- _Data provided_
+-------+

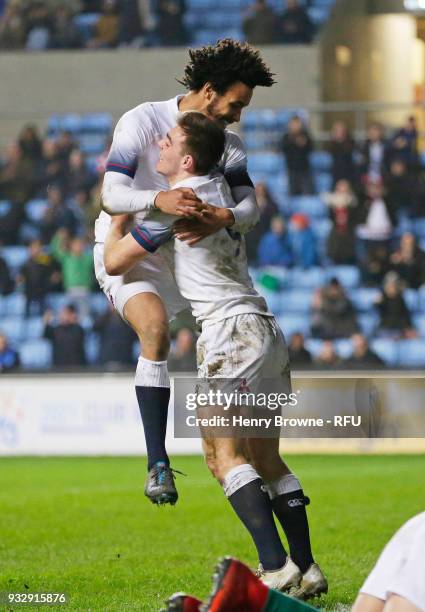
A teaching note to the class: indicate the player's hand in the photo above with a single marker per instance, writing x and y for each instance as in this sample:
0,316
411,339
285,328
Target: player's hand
204,223
182,202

+-------+

- _Aim of the task_
Your copy of the entries must be exact and must contain no pictures.

- _Result of this task_
A teaching note to the class: indicate the player's hand in the photo above with a single marker per instance, writing x and y for each instance as in this sample:
0,316
411,339
285,328
Target: player's hand
204,223
182,202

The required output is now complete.